▶ Your goal: In the material below, repeat only the lines from the one that holds "Where can the woman's dark" through the final line, exactly as they stand.

▶ Data entries:
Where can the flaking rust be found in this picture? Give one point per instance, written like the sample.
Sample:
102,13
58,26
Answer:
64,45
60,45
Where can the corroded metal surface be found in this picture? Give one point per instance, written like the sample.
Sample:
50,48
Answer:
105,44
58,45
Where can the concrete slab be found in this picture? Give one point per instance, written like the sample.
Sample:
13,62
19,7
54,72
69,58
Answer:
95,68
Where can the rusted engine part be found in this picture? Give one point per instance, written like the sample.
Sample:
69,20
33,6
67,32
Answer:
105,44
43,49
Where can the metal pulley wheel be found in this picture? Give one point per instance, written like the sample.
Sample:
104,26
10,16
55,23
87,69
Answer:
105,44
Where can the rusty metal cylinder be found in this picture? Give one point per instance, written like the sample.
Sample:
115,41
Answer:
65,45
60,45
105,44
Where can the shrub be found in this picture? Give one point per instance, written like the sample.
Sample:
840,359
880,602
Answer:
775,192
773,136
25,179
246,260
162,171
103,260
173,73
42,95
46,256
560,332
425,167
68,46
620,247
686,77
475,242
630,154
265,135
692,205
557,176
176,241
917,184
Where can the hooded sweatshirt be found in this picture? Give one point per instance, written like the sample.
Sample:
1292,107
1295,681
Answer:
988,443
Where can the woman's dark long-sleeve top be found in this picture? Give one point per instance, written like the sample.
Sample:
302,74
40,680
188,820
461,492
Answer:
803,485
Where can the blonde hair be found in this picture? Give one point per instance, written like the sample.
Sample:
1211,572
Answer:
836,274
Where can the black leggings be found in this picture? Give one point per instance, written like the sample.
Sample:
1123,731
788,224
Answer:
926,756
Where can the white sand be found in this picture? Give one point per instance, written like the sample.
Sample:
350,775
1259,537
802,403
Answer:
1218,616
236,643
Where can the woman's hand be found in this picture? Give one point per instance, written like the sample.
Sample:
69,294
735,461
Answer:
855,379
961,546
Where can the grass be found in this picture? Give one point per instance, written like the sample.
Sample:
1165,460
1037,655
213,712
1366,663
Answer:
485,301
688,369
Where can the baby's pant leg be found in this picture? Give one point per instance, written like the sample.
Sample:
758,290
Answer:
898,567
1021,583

▶ Answer to this exercise:
Where can the woman's dark long-sleeve top be found in this picture? Give one point per instance, written like the sample.
Sample:
302,74
40,680
188,820
461,492
Answer:
803,485
Where can the blonde hair be found in this picture? Give one point per instance, written like the sample.
Sample:
1211,572
Answer:
836,274
Where can the black leggings be found in this picture? Give one point per instance, written like the sample.
Sample:
1123,731
788,224
Answer:
926,756
Where can the white sand be found in this picture? Give one point per instance, written like the sample.
Sample:
350,775
1259,537
802,403
Answer:
1218,616
236,643
Where can the woman's hand be found in this picture? Give one point per instance, written like the sample.
Sample:
69,294
735,461
Answer:
855,379
961,546
Where can the grass be found in this picture? Give one point per instance, written like the sample.
Sample:
1165,460
1037,655
213,712
1366,663
Answer:
485,301
688,369
Where can the baby's pant leg be found in this picture? Give one point per instance, written like the sample.
Sample:
758,290
Answer:
898,567
1021,583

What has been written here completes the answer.